• **Exercise directions**: Copy out every line in the entries below that contains the string "blue", matching case exactly.

• **Given information**:
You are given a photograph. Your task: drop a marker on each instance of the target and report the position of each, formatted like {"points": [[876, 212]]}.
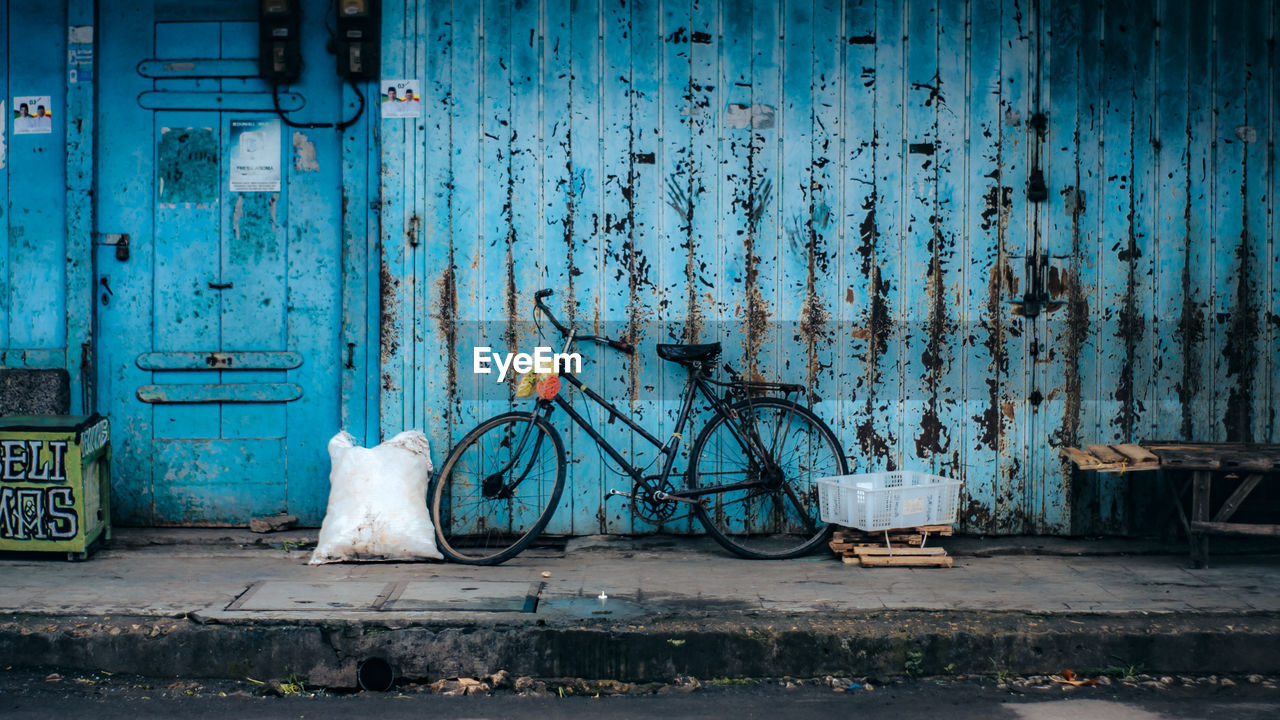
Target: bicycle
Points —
{"points": [[752, 475]]}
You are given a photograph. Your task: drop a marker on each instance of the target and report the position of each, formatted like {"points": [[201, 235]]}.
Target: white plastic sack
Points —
{"points": [[378, 501]]}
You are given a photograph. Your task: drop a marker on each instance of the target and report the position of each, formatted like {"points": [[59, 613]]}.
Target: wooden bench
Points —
{"points": [[1198, 463]]}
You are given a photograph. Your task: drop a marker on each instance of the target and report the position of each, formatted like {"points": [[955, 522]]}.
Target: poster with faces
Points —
{"points": [[401, 99], [32, 114]]}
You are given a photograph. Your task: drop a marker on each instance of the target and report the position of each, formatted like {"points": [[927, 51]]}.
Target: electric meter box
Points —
{"points": [[55, 483]]}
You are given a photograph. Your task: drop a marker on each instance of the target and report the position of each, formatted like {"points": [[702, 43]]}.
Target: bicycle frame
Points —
{"points": [[696, 383]]}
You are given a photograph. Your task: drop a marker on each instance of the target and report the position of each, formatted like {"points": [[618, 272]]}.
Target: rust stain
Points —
{"points": [[813, 314], [1130, 327], [449, 328], [1240, 341], [1191, 323], [755, 310], [1068, 433], [935, 438], [876, 332], [999, 204], [388, 314]]}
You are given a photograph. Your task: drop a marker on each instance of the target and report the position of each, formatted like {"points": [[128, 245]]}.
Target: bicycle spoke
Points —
{"points": [[780, 518]]}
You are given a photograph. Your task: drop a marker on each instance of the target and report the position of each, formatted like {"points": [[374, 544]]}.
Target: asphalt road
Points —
{"points": [[30, 695]]}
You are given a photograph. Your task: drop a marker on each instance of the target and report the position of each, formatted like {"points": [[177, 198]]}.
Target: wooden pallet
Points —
{"points": [[904, 547], [1111, 458]]}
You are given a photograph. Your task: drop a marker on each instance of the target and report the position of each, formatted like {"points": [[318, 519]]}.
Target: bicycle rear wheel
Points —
{"points": [[780, 518], [498, 488]]}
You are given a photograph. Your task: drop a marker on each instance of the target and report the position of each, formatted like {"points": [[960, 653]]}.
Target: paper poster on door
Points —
{"points": [[32, 114], [401, 99], [255, 155]]}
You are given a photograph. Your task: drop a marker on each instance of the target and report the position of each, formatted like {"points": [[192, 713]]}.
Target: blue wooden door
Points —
{"points": [[218, 304]]}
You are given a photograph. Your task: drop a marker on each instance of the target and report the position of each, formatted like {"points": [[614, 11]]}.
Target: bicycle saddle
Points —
{"points": [[685, 354]]}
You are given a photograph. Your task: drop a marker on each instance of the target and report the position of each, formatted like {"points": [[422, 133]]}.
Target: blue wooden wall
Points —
{"points": [[44, 197], [836, 190], [839, 192]]}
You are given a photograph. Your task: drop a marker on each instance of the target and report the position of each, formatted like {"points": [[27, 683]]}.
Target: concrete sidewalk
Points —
{"points": [[234, 604]]}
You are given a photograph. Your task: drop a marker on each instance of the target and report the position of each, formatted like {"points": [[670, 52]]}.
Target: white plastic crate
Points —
{"points": [[880, 501]]}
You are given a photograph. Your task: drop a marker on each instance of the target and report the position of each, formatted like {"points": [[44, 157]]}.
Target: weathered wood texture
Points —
{"points": [[839, 192]]}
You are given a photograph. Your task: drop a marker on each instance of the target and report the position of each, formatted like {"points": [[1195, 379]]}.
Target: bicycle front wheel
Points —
{"points": [[498, 488], [777, 516]]}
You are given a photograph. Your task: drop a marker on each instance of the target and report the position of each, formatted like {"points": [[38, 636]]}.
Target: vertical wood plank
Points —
{"points": [[586, 122], [860, 272], [1196, 313], [647, 240], [80, 118], [923, 268], [878, 434], [1119, 242], [945, 328], [126, 204], [36, 286], [444, 343], [466, 213], [1230, 259], [561, 194], [1255, 417], [822, 315], [394, 276], [1171, 242], [5, 299], [1059, 374]]}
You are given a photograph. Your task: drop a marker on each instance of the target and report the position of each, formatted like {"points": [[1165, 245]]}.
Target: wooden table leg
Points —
{"points": [[1202, 481]]}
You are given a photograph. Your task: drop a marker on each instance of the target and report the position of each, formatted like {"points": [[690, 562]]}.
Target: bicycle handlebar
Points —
{"points": [[615, 343]]}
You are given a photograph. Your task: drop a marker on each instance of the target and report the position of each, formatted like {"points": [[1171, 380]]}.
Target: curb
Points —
{"points": [[864, 645]]}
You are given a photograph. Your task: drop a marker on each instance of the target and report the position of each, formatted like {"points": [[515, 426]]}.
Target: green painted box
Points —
{"points": [[55, 483]]}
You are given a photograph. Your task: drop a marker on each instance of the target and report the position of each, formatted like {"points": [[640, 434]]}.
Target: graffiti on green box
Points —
{"points": [[27, 460], [36, 513]]}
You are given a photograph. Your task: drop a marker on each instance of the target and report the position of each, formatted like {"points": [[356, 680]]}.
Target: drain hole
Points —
{"points": [[374, 674]]}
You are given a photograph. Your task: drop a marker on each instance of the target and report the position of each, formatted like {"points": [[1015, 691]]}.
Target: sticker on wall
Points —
{"points": [[401, 99], [187, 167], [32, 114], [80, 54], [255, 153]]}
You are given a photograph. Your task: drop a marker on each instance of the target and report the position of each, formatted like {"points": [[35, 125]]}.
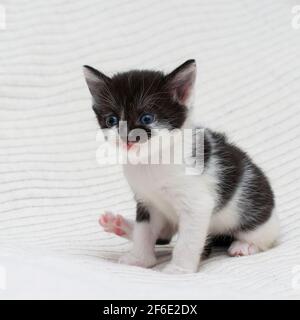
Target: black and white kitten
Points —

• **Worked answer**:
Target: blue wooden door
Target: blue wooden wall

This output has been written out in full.